### WHAT THE TASK ASKS:
Write every entry out again with no changes, and leave the images behind.

### DATASET RECORDS:
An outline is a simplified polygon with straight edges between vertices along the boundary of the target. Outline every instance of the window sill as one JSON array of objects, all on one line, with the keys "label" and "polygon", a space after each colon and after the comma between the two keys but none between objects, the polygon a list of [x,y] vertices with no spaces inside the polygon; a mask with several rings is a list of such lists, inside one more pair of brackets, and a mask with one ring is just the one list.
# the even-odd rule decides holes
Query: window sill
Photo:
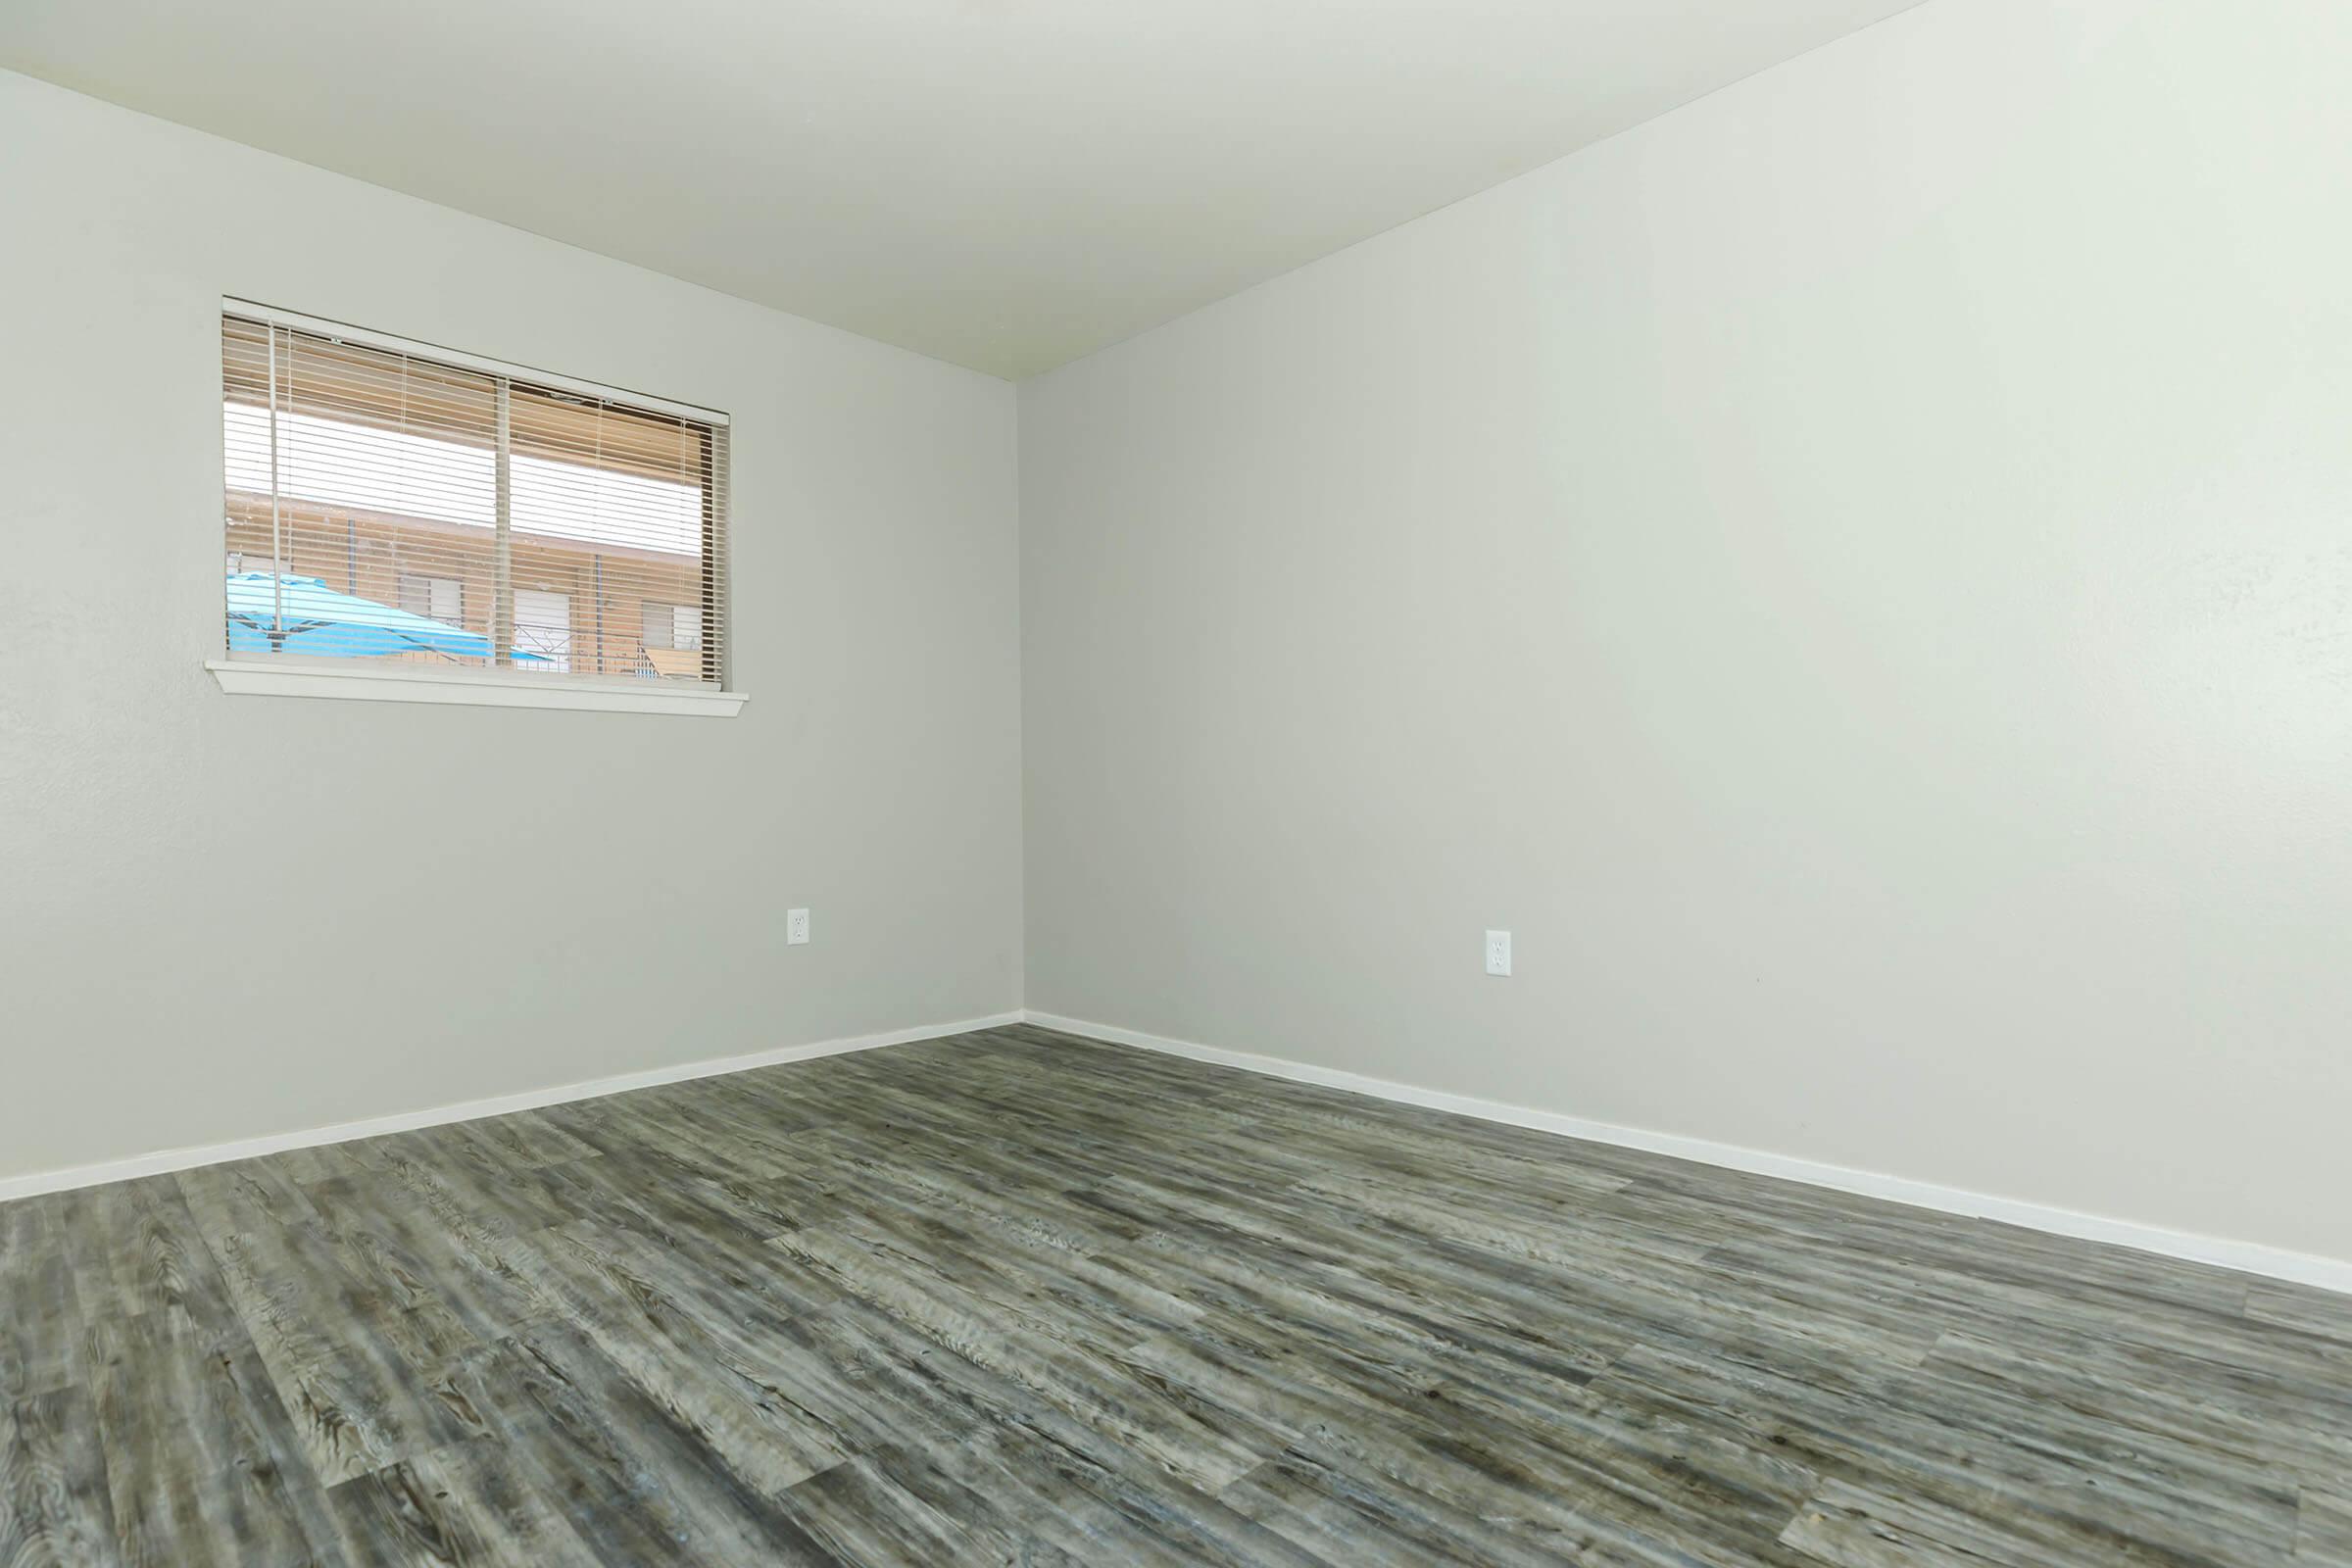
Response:
[{"label": "window sill", "polygon": [[496,675],[417,674],[409,670],[322,669],[246,659],[208,659],[220,689],[237,697],[339,697],[371,703],[458,703],[468,708],[564,708],[605,713],[687,713],[727,718],[750,699],[706,687],[637,690],[654,683],[515,680]]}]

### RESULT OF THIS EXERCISE:
An outline is a simplified polygon with straight edges between vertices along the boundary of the target. Outline every instance of the window sill as one JSON array of objects, all on one line, with the keys "label" and "polygon", a space after each colon and after the comma between the two keys but none between objects, the polygon a list of [x,y] vertices with no spaces inside the polygon; a mask with several rings is a list of such lists, inside one more pair of brackets, and a mask with one ring is just the one list.
# the even-odd rule decides holes
Query: window sill
Photo:
Response:
[{"label": "window sill", "polygon": [[496,675],[417,674],[409,670],[322,669],[246,659],[208,659],[220,689],[237,697],[339,697],[371,703],[458,703],[468,708],[564,708],[605,713],[687,713],[727,718],[750,699],[706,687],[637,690],[654,683],[515,680]]}]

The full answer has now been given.